Collected data entries
• • • •
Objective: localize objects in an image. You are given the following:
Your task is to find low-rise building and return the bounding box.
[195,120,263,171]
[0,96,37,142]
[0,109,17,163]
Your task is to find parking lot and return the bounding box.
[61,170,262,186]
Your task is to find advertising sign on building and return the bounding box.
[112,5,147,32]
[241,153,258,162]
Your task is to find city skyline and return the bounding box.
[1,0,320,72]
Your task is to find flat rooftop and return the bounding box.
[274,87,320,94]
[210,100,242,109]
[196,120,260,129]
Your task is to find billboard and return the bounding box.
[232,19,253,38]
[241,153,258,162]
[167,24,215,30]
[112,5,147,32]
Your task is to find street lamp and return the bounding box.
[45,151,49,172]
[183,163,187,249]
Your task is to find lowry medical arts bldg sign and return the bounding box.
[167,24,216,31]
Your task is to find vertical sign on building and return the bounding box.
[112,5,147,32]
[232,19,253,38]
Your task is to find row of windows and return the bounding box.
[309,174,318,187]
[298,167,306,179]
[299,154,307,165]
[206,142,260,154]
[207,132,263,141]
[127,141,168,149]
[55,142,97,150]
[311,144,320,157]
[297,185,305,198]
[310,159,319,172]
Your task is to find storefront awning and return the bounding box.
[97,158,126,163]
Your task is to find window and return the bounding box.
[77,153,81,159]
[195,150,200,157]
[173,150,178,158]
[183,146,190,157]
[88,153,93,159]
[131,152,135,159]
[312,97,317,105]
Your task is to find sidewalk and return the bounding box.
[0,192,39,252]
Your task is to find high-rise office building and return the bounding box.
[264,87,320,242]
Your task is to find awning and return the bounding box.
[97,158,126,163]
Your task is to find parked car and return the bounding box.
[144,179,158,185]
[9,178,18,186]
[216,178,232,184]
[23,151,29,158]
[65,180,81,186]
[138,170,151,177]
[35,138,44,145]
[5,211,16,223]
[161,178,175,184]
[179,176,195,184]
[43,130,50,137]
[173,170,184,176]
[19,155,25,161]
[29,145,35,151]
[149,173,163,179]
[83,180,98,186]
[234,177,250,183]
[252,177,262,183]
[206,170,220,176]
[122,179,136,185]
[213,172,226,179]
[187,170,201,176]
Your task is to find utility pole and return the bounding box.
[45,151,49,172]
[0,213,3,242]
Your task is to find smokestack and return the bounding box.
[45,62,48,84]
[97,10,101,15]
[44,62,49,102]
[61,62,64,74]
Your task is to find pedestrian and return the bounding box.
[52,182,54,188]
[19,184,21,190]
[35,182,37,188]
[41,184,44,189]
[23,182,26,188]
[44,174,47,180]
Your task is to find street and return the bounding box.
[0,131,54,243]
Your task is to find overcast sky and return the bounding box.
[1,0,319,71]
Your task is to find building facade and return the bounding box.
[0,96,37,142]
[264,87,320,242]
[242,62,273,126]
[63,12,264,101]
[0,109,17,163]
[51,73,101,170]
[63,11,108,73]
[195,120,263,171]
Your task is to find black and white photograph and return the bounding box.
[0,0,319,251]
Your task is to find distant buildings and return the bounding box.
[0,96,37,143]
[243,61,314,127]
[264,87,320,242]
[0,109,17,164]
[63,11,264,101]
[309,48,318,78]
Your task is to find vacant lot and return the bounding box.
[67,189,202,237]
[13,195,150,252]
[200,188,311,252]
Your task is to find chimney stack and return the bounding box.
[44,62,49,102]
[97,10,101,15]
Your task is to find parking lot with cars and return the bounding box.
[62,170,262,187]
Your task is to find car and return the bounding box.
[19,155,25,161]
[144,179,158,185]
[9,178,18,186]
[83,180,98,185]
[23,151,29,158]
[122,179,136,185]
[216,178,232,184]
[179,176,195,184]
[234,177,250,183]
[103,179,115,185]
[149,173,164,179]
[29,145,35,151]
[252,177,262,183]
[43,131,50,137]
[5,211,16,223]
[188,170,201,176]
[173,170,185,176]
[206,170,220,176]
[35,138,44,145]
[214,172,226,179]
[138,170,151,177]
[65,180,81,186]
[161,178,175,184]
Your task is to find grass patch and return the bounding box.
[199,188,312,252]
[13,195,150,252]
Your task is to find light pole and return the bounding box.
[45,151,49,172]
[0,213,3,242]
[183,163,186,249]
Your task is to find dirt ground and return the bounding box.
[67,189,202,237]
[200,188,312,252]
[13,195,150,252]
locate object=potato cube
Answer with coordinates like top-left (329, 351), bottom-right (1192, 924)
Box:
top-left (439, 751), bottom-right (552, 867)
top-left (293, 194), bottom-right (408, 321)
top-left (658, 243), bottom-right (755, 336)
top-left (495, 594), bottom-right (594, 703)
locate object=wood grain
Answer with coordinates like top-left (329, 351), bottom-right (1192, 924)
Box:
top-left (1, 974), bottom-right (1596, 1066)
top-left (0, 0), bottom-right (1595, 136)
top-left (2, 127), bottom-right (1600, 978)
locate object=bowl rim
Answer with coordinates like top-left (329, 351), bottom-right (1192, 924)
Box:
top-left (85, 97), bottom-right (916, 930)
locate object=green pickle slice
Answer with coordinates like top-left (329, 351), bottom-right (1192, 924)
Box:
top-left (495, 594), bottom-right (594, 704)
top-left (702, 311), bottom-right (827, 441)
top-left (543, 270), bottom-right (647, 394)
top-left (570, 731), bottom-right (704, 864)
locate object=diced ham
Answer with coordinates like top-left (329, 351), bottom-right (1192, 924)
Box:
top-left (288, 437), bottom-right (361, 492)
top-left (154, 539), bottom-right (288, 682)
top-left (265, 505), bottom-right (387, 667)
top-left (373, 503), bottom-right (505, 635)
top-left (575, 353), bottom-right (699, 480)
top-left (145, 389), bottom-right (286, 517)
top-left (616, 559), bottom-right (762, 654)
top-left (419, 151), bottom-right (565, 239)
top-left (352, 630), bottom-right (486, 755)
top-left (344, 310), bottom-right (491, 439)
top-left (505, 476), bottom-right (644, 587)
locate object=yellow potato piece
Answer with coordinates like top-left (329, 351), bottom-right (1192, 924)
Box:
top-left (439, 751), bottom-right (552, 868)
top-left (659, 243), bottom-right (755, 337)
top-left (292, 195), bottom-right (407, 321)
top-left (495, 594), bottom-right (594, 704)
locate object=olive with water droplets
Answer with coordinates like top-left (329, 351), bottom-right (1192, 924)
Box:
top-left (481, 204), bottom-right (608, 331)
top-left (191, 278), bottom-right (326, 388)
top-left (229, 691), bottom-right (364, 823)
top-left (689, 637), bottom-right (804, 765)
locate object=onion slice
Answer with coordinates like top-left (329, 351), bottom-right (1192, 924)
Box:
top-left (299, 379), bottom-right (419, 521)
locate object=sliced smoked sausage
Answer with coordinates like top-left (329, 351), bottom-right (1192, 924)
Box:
• • • •
* [Task description]: Each line above that has the word "potato" must be copied.

* [The answer]:
locate object=potato cube
locate object=yellow potato piece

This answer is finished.